### Short exercise
Copy out every one of the records below word for word, leaving nothing out.

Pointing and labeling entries
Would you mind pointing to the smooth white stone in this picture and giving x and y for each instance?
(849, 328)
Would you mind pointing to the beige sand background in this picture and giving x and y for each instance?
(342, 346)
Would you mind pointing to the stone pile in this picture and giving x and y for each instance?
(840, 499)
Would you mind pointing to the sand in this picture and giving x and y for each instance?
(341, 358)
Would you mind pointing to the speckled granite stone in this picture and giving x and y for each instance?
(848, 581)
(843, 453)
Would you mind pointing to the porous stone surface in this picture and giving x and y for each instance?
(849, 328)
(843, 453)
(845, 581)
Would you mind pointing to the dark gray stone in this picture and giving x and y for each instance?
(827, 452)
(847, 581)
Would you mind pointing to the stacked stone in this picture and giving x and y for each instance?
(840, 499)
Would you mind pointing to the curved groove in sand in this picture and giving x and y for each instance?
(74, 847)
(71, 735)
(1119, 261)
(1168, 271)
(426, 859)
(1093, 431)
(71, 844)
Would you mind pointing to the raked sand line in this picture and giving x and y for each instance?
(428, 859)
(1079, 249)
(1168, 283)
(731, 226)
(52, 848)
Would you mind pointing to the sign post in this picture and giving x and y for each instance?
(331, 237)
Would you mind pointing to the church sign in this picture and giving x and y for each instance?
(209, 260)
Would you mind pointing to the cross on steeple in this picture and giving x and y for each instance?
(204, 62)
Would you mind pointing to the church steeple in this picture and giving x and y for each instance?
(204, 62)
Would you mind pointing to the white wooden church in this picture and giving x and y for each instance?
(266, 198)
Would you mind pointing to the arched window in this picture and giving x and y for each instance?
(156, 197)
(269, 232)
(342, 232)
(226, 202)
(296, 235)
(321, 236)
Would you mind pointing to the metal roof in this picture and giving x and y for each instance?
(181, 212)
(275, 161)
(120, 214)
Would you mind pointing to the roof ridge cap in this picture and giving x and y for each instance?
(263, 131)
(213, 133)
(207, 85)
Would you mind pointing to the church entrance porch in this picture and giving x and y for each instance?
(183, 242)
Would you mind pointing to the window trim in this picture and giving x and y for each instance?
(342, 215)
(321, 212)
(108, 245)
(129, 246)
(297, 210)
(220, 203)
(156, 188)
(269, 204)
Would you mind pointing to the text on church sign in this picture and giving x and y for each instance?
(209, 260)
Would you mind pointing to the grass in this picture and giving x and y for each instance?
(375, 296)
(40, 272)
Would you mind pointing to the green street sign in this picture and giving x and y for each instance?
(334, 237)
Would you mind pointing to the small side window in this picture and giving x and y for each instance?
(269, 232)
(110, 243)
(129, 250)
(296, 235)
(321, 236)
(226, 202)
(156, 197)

### Complete response
Would you mind pointing to the smooth white stone in this picture and giving x and y for each instance?
(849, 328)
Would you mind pointing to the beige sand background in this picture and giving x and y for each instance?
(342, 346)
Would you mind pointing to the stone pile in this picture and giving x and y for each instance?
(840, 499)
Would you mind pointing to the sand in this picture and giving x and y for each instance?
(341, 358)
Would you mind pointing to the speckled granite stone in this picture and giving x and y for each instance?
(848, 581)
(843, 453)
Would you mind pointing to the porous stone surface in this picture and giving x and y for each instance?
(849, 328)
(843, 453)
(845, 581)
Would you mind pointing to the dark gray stone in this picture and giving x and y for each instance?
(827, 452)
(847, 581)
Would you mind pointing to the stacked stone in this picture and giving x and y for each instance?
(840, 499)
Would you mind pointing to the curved groove in sand in this picture and giving x and y for each instance?
(74, 847)
(71, 735)
(1119, 261)
(1168, 271)
(426, 859)
(1093, 431)
(71, 844)
Would you mind pointing to the raked sand line in this picture and giving x and y for each instance?
(428, 859)
(1079, 249)
(1168, 283)
(731, 226)
(52, 848)
Would you mind pointing to the sign post in this picture and giving x and y for each instance?
(331, 237)
Would you mind pointing to the church sign in this picture and giving x and y for each instance?
(209, 260)
Would you mind pointing to the cross on steeple in this picture and giving x and y for each instance?
(204, 62)
Would you mind pointing to the church steeple in this picture and giving x and y for each instance?
(204, 62)
Would you mind pointing to the white wooden church in this picture and giving x and y for each instance?
(266, 198)
Would you mind pointing to the arched window in this picture and giving x and y for each instance?
(156, 197)
(269, 232)
(342, 232)
(226, 202)
(296, 235)
(321, 236)
Would you mind pointing to the metal roof in this picture and giving x and y for each instance?
(181, 212)
(275, 161)
(120, 214)
Would you mind pointing to the roof ridge cap in this picture and giving x and y for each instance?
(263, 131)
(213, 133)
(207, 85)
Would you mind pointing to the church entrance porch in this picture and giving x and y for each instance?
(183, 242)
Would you mind pointing to the window trim in this picture and giving x and y for each instance?
(342, 215)
(321, 212)
(108, 245)
(129, 246)
(297, 210)
(220, 203)
(156, 188)
(269, 204)
Would you mind pointing to the text on church sign in this picture and giving x and y for each instance?
(209, 260)
Would you mind pointing to the grass in this picture and giving x and y for each instance?
(375, 296)
(40, 272)
Would you mind pointing to the green street sign in this picture and giving x and y for each instance?
(334, 237)
Would you mind pointing to the small side window in this picture and giving x and y for each instance?
(269, 232)
(110, 243)
(129, 250)
(296, 235)
(321, 236)
(226, 202)
(156, 197)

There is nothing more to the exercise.